* **Recorded data**
—————
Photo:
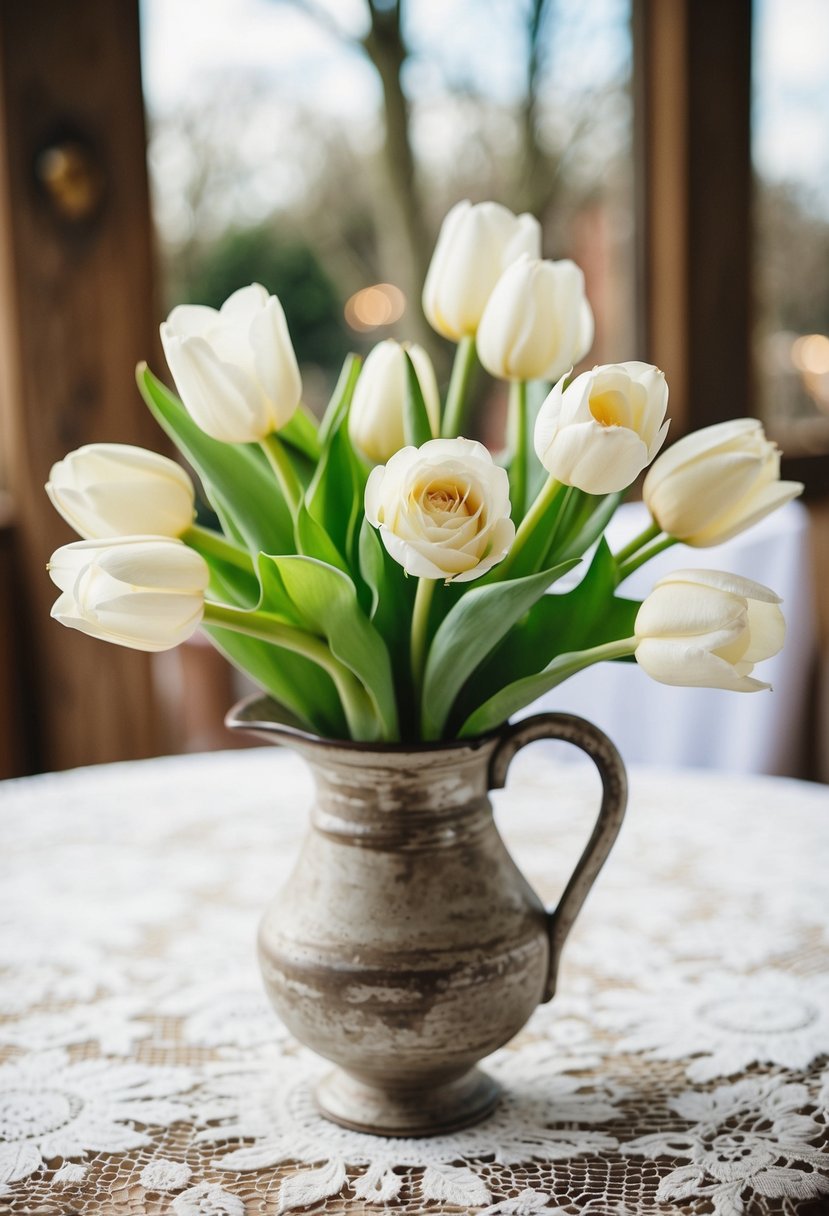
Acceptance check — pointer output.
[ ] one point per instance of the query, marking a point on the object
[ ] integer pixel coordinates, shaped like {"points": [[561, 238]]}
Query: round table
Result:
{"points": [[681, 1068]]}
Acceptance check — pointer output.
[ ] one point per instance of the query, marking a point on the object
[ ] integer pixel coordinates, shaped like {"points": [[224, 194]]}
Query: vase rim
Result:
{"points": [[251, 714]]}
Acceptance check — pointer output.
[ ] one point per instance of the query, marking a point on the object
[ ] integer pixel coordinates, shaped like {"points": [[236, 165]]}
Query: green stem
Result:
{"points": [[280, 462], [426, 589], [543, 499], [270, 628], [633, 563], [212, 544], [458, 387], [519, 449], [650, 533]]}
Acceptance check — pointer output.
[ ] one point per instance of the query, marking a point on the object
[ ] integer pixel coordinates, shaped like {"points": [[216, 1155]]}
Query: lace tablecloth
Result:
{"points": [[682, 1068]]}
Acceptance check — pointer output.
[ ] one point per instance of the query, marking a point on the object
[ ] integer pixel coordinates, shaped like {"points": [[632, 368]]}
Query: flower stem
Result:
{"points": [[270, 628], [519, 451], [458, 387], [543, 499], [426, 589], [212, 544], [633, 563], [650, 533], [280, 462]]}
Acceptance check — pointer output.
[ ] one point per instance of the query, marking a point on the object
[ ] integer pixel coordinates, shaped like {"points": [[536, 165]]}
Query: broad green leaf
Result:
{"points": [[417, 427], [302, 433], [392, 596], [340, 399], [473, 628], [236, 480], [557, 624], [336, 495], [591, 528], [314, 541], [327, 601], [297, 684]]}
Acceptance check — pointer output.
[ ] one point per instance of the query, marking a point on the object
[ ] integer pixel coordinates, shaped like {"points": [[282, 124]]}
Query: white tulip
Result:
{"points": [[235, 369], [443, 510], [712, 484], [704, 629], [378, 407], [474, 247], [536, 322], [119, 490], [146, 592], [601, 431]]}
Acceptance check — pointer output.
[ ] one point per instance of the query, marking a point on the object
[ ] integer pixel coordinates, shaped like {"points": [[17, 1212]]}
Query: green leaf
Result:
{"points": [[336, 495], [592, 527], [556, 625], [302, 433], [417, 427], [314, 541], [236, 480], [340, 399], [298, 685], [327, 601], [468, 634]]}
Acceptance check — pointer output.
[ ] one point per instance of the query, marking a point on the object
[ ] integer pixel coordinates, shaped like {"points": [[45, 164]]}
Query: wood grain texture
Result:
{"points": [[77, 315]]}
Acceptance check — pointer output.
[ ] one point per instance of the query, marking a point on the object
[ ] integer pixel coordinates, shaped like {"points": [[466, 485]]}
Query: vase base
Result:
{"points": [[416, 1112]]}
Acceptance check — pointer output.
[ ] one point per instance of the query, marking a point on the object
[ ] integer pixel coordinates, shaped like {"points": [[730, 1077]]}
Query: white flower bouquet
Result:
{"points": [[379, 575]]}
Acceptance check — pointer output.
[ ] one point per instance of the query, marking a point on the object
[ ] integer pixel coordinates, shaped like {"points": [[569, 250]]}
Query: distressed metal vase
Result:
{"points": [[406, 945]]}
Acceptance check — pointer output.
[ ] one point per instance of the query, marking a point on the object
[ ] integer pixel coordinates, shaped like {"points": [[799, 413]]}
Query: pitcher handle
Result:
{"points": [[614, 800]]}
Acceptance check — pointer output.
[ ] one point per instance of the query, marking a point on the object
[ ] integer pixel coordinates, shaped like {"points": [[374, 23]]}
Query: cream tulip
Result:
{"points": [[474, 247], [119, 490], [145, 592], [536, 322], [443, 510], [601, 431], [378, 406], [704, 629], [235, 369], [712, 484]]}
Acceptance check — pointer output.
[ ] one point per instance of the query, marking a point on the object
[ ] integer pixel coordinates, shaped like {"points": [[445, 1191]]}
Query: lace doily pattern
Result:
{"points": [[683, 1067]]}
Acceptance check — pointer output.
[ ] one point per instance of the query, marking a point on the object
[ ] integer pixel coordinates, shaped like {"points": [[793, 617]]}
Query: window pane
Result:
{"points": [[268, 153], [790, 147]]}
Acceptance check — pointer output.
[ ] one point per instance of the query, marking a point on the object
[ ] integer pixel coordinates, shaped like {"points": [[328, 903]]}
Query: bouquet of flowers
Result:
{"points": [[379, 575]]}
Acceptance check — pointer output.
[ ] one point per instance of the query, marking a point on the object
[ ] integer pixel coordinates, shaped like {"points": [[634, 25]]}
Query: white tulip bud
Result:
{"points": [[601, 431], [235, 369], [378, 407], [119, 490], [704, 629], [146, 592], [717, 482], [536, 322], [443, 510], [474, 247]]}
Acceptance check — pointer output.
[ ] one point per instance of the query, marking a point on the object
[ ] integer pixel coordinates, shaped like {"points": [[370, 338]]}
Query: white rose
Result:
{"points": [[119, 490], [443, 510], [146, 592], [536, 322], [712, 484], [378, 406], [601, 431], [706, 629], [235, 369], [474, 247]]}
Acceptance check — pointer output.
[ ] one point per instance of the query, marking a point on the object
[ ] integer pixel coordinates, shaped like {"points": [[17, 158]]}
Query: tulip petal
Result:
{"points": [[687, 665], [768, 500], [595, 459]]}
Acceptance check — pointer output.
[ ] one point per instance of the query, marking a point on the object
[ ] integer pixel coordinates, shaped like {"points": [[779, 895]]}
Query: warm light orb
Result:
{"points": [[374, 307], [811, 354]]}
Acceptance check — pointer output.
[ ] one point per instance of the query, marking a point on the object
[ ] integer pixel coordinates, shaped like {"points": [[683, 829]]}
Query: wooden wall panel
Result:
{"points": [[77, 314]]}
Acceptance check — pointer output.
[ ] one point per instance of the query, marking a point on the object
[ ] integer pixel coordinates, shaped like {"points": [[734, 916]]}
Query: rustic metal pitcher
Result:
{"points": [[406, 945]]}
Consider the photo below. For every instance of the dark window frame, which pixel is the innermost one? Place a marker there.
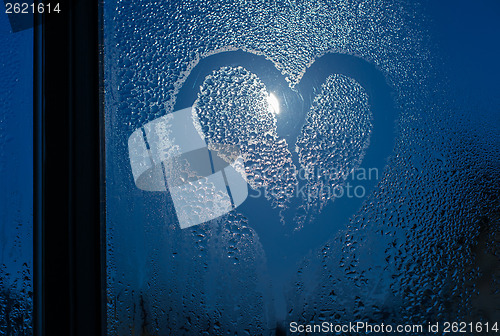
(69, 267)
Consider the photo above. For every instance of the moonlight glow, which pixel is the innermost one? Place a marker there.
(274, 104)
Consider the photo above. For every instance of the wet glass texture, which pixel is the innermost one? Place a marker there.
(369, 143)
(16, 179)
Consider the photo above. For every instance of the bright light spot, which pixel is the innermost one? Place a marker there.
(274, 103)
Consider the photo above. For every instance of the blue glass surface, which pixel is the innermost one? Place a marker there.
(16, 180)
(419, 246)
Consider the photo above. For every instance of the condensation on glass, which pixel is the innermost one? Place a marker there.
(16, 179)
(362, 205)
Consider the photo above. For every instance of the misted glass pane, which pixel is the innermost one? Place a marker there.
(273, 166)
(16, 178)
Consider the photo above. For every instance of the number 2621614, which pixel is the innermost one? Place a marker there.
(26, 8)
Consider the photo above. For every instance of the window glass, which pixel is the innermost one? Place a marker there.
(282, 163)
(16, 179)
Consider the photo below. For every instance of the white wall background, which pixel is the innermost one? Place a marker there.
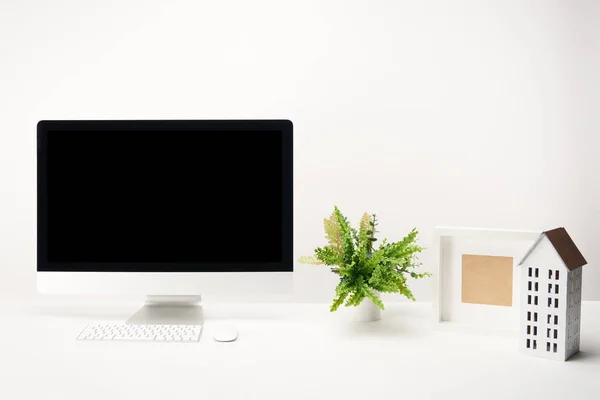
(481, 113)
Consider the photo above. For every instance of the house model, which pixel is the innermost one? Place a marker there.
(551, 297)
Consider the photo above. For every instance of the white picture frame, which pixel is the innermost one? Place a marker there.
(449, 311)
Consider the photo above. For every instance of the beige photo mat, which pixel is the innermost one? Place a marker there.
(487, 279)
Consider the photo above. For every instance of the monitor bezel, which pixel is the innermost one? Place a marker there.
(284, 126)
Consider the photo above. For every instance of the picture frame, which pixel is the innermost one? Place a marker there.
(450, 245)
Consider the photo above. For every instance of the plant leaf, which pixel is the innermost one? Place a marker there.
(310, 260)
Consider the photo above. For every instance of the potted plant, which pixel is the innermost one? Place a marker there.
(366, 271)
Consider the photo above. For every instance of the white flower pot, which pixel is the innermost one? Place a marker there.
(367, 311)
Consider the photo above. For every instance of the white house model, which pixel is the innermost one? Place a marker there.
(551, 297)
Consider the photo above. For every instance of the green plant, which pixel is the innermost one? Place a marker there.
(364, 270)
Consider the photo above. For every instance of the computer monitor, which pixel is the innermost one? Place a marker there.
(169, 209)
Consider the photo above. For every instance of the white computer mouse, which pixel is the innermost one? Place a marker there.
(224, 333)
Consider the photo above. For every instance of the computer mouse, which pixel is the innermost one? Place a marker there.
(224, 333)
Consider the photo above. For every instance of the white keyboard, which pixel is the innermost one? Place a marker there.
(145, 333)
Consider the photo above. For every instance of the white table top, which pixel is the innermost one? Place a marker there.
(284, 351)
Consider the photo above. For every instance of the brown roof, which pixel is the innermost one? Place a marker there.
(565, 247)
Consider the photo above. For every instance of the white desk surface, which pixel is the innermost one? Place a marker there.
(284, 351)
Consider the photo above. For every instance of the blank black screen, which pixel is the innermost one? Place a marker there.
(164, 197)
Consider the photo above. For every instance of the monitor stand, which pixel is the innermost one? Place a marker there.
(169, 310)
—————
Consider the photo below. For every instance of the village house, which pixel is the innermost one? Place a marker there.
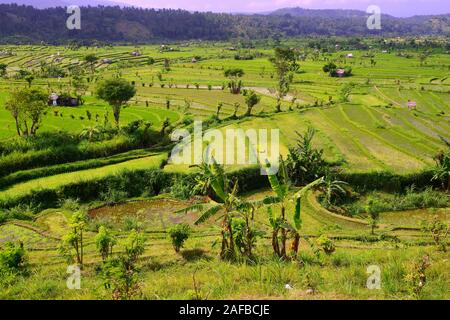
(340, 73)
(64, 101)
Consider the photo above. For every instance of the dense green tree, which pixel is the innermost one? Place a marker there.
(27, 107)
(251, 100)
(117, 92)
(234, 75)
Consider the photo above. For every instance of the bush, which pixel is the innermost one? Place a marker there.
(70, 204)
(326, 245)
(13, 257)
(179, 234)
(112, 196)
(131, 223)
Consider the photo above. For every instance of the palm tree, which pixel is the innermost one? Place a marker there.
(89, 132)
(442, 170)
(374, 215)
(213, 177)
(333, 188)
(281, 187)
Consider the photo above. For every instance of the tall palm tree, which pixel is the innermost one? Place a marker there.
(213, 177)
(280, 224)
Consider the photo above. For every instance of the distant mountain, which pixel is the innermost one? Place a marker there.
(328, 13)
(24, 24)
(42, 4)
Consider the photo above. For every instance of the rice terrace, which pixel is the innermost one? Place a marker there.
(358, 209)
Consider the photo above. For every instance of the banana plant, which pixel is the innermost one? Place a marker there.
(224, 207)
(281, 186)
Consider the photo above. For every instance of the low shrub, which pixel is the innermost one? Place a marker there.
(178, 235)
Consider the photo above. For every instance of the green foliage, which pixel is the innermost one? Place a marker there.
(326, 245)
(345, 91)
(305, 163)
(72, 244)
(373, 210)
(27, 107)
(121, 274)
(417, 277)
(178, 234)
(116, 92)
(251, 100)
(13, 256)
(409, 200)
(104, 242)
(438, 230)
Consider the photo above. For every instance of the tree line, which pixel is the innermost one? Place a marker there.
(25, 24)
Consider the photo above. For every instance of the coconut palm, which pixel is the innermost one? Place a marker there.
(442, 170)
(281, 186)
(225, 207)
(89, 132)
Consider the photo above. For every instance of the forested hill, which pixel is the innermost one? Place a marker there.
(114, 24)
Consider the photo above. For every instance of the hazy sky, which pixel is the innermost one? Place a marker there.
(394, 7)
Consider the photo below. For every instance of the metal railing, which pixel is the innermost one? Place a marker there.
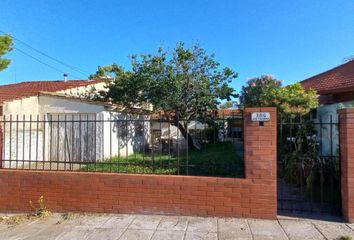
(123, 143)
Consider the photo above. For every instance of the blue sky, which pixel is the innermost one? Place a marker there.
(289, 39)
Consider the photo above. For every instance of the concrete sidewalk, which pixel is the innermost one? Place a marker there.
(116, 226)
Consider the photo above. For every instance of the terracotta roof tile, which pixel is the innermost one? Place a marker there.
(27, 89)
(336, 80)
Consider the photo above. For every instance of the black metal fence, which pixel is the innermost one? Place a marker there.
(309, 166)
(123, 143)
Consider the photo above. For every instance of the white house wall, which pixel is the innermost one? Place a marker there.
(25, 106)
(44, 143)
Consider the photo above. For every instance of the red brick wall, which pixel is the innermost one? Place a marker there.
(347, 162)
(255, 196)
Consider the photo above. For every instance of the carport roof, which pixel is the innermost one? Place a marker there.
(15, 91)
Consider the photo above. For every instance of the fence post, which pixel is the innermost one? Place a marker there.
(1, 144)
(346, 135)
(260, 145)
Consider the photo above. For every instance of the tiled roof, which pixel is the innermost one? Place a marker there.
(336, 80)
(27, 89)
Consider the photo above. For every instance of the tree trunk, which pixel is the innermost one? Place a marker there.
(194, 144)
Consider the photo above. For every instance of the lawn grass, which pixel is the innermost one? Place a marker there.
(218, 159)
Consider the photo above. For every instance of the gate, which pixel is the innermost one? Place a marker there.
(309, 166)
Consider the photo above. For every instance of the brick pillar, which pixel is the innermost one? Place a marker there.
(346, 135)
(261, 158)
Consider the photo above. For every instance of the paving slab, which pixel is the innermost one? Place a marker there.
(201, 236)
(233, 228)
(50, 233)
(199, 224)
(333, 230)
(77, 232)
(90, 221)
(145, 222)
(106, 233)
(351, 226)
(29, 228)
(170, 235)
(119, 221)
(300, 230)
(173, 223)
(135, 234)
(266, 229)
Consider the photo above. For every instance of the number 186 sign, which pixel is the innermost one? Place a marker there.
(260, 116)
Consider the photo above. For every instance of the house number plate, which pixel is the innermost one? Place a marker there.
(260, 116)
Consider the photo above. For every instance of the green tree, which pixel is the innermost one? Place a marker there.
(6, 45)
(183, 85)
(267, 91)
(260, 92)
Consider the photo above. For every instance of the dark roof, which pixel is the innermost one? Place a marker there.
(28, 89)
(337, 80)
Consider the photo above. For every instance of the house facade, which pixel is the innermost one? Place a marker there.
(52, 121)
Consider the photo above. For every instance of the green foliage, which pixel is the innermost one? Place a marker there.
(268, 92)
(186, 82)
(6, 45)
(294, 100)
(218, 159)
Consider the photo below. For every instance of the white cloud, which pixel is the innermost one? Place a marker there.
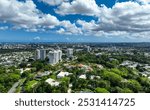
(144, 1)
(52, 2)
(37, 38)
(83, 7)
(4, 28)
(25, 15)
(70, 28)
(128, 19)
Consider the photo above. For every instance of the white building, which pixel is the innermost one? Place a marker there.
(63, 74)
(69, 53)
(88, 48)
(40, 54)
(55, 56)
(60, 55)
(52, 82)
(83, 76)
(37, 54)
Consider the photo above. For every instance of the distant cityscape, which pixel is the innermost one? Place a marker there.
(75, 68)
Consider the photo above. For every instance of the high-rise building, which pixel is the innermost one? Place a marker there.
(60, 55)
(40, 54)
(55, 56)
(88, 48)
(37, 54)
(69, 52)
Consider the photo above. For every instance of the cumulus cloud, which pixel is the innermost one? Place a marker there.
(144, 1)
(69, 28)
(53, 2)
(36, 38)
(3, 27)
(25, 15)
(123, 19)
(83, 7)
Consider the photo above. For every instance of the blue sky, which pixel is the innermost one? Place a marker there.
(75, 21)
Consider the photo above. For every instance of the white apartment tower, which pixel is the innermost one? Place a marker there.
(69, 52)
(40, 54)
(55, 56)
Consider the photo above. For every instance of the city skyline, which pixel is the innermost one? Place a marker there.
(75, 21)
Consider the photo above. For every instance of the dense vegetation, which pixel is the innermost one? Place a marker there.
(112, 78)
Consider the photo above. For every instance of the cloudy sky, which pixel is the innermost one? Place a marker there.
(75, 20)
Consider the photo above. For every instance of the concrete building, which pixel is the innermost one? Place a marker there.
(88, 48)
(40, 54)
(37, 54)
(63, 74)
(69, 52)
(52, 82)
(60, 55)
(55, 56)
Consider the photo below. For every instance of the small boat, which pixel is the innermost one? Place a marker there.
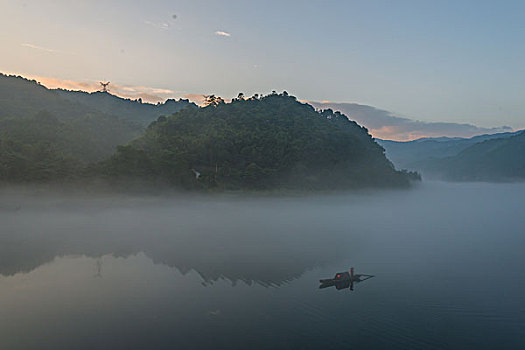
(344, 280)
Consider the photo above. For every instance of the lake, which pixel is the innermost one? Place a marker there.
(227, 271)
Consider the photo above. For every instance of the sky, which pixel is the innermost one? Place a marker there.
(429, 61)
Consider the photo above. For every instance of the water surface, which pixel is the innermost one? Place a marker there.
—————
* **Given problem**
Quote the lines of the items from the line with "Consider the photo below. For every instance of the small" to the line with "Consider the photo above. For every instance of the water", including both of those lines. Leave out the picture.

* **Full response**
Consider the photo below. For every instance of the small boat, which pixel is the innermost one? Place a marker there.
(344, 280)
Consider the photo above. For every instance of the lake, which pixel is the innermost one? Place a marker there.
(227, 271)
Consider the photo above. For every instance of the sky, which pixel is the innermost one? Place a marker there.
(429, 61)
Consider the photo above. For every instance of the water surface, which pixel is the innermost one? Place a marker there.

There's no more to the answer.